TEXTE EXTRAIT:
· · · · ·
IoT : Que reste-t-il à la Zéro G ?

Le secteur des réseaux IoT est en pleine ébullition. D’origine française, les technologies à basse consommation et longue portée de type LoRaWan, et celle de Sigfox a plus bas débit, font face à la concurrence des technologies LTE-M et NB-IoT, portées notamment par la Chine et les États-Unis. S’y ajoute l’ombre de la 5G, et l’Internet des objets, son application phare. Toutes ces technologies vont-elles survivre ou s’oriente-t-on vers la domination d’une seule d’entre elles ?

Il y a une décennie, une petite PME toulousaine décidait de révolutionner le marché des communications radio «Machine to Machine», avec une technologie à contre-courant de la course à la performance du secteur des télécoms : Sigfox faisait le pari d’un système bas débit, basse consommation et à longue portée. Il exploite le protocole UNB (Ultra Narrow Band), déjà utilisée pendant la Première Guerre mondiale pour communiquer avec les sous-marins. L’approche a, depuis, fait émules etd’autres acteurs, dont les opérateurs télécoms, se sont réunis au sein de la LoRa Alliance pour développer la technologie LoRa. La proposition est similaire : une basse consommation, une longue portée, mais des débits supérieurs : jusqu’à 50 kbps pour LoRa contre 600 bps au maximum pour Sigfox. Parallèlement, deux autres protocoles ont émergé, notamment en Asie et aux États-Unis : le LTE-M et le NB-IoT. Exploitant les réseaux de téléphonie mobile, ils offrent des débits encore supérieurs à ceux du protocole LoRaWan et celui de Sigfox (1 Mps pour le LTE-M et 250 kbps pour le NB-IoT), mais également une consommation plus élevée (+20 à +25%).
· · · · ·
LIGNES DE DONNÉES:
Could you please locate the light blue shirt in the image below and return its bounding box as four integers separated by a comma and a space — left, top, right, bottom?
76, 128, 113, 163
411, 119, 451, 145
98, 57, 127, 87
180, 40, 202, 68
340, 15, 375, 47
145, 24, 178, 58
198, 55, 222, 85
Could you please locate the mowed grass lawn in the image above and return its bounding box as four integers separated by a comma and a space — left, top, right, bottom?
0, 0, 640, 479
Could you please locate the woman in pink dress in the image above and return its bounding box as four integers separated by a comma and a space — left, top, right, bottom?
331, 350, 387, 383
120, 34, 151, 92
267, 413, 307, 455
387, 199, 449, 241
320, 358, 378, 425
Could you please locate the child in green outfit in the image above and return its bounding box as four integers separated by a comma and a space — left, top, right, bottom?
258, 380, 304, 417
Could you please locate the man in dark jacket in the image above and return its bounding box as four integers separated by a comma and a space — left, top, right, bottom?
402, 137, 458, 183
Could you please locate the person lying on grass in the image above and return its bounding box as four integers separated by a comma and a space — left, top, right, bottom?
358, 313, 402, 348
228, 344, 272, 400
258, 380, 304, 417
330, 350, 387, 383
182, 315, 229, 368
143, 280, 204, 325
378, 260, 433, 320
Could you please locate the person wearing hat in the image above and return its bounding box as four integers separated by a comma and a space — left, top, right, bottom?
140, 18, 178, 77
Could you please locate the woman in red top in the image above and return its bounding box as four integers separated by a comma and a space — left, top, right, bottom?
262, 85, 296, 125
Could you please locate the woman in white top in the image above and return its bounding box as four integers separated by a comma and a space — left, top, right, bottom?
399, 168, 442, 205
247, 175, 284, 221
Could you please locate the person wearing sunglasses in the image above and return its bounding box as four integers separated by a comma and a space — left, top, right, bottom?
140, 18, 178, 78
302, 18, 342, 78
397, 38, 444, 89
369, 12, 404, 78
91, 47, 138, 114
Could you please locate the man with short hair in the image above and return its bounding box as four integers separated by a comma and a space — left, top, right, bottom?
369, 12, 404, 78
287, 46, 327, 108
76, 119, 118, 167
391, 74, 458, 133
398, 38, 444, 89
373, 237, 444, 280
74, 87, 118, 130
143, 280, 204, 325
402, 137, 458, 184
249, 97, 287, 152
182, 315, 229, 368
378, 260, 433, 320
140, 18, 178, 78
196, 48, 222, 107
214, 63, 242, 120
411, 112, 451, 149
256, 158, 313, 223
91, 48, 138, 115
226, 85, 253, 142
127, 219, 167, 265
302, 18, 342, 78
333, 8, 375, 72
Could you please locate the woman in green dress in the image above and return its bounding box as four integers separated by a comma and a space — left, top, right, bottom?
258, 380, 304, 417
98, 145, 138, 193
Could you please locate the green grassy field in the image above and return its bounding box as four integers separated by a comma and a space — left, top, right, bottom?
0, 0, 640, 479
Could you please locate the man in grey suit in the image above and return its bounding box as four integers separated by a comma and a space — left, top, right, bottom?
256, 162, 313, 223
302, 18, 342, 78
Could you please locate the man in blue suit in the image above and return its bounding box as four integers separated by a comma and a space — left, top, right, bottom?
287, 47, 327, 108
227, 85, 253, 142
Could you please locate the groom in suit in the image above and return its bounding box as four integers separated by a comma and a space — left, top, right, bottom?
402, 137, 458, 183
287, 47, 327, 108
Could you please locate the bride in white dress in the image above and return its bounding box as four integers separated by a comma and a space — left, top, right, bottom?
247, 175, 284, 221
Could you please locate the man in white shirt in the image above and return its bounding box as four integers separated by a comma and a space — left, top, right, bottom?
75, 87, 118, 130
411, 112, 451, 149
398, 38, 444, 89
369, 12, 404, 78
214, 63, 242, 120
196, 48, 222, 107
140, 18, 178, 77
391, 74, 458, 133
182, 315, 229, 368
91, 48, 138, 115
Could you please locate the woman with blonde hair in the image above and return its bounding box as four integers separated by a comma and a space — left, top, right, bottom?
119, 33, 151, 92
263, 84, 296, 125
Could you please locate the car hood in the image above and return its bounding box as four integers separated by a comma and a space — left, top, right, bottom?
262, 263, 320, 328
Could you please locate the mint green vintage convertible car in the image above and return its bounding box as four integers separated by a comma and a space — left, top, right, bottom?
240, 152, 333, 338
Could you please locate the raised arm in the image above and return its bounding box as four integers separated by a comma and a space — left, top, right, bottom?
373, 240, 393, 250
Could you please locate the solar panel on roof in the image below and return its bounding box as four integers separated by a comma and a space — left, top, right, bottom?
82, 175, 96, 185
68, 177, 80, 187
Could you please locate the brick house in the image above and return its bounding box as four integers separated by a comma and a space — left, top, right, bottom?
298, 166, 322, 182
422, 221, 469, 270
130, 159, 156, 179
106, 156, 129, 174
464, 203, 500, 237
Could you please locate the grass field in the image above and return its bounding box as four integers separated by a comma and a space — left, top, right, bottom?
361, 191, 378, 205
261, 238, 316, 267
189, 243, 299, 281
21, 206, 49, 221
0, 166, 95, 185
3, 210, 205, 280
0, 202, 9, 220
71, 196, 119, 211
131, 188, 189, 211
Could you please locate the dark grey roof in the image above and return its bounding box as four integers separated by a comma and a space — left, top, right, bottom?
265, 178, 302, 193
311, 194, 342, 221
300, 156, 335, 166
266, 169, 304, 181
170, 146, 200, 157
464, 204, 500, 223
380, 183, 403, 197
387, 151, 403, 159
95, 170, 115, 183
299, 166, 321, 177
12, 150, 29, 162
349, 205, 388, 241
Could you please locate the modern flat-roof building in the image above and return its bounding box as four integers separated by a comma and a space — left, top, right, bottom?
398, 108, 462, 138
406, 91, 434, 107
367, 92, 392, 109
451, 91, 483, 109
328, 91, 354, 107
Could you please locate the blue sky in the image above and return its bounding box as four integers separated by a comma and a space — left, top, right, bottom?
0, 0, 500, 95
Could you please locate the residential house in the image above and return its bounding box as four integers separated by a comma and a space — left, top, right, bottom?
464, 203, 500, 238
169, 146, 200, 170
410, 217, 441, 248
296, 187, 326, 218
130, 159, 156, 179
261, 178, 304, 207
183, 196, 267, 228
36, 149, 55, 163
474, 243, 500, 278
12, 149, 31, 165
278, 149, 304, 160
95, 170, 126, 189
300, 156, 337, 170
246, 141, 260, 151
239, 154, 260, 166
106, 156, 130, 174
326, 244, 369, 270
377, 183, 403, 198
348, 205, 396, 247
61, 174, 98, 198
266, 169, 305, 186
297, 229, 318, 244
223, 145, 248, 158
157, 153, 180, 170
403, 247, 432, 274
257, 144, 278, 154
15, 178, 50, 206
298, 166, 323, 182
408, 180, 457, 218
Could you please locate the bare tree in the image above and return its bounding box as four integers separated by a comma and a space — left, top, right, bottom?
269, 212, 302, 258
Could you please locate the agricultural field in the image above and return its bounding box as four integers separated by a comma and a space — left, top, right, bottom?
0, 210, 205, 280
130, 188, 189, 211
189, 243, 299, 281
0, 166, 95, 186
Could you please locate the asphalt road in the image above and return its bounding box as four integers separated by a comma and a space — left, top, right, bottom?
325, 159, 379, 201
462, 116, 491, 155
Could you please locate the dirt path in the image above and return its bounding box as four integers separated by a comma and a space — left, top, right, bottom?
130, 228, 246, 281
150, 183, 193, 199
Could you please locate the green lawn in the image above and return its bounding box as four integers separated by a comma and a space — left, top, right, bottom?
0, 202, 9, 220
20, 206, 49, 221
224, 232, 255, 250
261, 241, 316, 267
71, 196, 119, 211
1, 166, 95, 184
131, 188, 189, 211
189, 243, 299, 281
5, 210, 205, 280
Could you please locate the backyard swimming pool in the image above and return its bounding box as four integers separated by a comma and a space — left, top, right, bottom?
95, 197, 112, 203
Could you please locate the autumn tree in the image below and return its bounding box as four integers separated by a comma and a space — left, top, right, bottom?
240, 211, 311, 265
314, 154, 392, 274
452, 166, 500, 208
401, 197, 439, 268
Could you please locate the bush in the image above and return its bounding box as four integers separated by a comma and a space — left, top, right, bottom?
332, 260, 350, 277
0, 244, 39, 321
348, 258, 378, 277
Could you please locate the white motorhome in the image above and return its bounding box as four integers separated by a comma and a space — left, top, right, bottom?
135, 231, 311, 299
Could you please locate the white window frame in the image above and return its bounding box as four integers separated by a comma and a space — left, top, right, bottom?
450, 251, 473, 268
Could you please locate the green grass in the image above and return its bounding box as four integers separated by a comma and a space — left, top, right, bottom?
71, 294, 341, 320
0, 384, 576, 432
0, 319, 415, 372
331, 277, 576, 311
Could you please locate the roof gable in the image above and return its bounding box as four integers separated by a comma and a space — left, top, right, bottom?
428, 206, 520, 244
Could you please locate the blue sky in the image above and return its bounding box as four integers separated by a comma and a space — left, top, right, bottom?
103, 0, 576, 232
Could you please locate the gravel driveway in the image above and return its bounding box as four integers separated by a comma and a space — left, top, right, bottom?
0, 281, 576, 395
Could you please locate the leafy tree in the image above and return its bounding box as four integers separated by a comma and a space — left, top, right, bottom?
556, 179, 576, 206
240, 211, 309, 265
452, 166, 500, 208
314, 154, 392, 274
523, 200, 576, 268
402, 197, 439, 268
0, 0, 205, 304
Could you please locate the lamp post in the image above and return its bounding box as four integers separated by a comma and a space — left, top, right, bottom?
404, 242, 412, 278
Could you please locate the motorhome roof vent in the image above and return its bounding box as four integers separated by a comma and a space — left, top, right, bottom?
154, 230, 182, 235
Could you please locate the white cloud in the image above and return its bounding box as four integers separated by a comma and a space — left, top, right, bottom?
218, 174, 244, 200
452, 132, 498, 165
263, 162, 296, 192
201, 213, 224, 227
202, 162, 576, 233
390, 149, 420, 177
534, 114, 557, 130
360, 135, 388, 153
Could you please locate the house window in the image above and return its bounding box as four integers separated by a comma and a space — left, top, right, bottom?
· · · · ·
OBJECTIF: Dans le texte sur les réseaux IoT, relevez mot pour mot le passage qui va de « Le secteur des » jusqu’à « d’entre elles ? ».

RÉPONSE RÉDIGÉE:
Le secteur des réseaux IoT est en pleine ébullition. D’origine française, les technologies à basse consommation et longue portée de type LoRaWan, et celle de Sigfox a plus bas débit, font face à la concurrence des technologies LTE-M et NB-IoT, portées notamment par la Chine et les États-Unis. S’y ajoute l’ombre de la 5G, et l’Internet des objets, son application phare. Toutes ces technologies vont-elles survivre ou s’oriente-t-on vers la domination d’une seule d’entre elles ?